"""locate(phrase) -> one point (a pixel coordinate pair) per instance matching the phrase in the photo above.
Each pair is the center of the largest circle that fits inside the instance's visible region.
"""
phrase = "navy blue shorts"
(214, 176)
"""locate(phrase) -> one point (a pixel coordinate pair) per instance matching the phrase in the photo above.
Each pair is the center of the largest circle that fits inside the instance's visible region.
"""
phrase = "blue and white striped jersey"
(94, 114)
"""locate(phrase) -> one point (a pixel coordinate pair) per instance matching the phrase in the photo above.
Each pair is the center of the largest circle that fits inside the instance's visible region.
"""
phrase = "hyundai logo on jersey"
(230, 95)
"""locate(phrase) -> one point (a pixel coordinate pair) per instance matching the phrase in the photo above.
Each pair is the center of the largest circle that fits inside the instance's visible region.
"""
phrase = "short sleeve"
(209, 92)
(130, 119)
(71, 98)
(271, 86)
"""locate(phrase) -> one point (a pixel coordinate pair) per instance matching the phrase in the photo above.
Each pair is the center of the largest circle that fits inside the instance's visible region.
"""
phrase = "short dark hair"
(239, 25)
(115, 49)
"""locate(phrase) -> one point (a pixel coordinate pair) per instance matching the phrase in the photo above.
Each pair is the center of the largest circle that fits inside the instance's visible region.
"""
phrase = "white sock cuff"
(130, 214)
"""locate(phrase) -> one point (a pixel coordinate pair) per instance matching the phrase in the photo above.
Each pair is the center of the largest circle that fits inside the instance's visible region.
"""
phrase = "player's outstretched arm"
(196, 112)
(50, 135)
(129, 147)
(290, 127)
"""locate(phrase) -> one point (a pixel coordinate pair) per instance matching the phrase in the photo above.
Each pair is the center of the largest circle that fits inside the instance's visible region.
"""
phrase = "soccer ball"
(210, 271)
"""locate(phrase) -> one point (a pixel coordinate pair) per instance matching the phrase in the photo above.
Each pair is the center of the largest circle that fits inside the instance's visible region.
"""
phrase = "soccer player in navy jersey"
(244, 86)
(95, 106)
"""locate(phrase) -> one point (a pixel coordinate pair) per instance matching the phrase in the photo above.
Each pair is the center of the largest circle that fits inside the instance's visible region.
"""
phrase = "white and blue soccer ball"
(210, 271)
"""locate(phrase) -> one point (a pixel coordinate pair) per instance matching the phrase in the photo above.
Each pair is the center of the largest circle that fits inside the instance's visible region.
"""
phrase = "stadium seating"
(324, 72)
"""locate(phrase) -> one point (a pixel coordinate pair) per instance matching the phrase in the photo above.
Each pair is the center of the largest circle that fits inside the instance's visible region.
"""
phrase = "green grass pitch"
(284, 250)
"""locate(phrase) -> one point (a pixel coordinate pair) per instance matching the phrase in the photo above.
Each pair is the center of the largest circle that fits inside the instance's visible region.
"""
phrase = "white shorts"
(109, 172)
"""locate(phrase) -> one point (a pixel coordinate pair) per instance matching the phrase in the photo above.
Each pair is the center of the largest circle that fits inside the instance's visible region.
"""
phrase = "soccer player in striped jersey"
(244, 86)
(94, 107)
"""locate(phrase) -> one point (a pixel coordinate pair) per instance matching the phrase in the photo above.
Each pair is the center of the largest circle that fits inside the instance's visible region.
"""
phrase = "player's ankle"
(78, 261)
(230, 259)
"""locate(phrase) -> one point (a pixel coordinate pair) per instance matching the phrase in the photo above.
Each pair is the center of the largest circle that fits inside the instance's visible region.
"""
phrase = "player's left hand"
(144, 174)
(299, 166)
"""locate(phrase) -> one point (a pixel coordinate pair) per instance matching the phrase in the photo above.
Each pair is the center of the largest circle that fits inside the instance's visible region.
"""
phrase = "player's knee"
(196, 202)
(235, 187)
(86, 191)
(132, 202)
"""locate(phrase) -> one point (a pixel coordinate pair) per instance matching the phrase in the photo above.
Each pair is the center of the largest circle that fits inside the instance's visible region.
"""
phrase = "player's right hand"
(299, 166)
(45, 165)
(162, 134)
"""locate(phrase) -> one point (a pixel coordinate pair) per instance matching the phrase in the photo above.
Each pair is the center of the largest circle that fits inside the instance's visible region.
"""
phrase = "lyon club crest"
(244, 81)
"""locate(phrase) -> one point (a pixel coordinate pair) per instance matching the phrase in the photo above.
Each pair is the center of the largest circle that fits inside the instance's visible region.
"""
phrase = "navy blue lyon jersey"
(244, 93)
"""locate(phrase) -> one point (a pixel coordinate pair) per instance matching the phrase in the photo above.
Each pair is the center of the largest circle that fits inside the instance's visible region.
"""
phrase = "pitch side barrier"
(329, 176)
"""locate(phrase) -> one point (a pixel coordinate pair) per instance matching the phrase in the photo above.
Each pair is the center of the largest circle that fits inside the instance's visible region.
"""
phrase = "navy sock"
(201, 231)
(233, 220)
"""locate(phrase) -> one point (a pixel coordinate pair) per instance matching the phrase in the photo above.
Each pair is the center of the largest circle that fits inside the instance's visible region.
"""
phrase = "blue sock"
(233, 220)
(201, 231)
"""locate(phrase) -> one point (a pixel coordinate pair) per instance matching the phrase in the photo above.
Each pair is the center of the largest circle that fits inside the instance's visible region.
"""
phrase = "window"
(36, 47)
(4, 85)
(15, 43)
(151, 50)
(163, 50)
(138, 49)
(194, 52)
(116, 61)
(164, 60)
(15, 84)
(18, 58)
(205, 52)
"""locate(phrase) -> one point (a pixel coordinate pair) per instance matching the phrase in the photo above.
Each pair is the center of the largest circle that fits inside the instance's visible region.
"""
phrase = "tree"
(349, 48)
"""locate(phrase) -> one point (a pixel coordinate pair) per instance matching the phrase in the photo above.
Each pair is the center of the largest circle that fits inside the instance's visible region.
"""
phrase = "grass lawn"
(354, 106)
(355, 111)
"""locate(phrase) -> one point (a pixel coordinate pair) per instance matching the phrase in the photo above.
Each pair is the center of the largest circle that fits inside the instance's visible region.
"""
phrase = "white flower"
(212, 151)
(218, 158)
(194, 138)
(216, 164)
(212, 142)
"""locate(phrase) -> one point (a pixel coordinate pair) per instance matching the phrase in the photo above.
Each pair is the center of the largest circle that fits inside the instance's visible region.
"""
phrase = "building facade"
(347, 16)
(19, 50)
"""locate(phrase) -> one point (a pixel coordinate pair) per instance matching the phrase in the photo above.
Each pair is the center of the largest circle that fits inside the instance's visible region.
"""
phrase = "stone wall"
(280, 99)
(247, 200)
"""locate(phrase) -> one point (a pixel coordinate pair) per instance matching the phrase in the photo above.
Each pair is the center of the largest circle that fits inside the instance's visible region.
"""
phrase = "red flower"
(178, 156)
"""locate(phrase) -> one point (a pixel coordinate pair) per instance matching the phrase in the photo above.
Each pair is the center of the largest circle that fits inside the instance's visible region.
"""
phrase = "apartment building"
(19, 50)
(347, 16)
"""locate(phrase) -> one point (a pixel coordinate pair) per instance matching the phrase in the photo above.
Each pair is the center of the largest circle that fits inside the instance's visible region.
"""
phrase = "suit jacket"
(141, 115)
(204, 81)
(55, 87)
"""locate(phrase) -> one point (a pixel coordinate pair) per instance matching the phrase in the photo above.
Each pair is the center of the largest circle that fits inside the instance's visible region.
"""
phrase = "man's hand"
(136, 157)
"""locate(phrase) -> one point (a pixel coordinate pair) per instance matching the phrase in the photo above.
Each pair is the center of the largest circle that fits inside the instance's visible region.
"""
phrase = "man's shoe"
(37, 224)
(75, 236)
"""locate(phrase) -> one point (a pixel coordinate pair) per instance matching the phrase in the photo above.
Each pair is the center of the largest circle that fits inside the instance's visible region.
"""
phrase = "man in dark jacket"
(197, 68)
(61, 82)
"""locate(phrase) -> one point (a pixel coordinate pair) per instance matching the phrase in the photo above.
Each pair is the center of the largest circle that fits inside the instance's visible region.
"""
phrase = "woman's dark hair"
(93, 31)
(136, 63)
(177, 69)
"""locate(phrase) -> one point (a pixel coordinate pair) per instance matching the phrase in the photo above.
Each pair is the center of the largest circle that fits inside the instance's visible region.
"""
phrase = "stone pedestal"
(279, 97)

DIRECTIVE: Pick out every line above that contains the string "blue" and reproduce each such line in full.

ANSWER TO THE EXERCISE:
phrase = "navy blue shorts"
phrase = "blue and white striped jersey"
phrase = "white and blue soccer ball"
phrase = "navy blue lyon jersey"
phrase = "blue sock"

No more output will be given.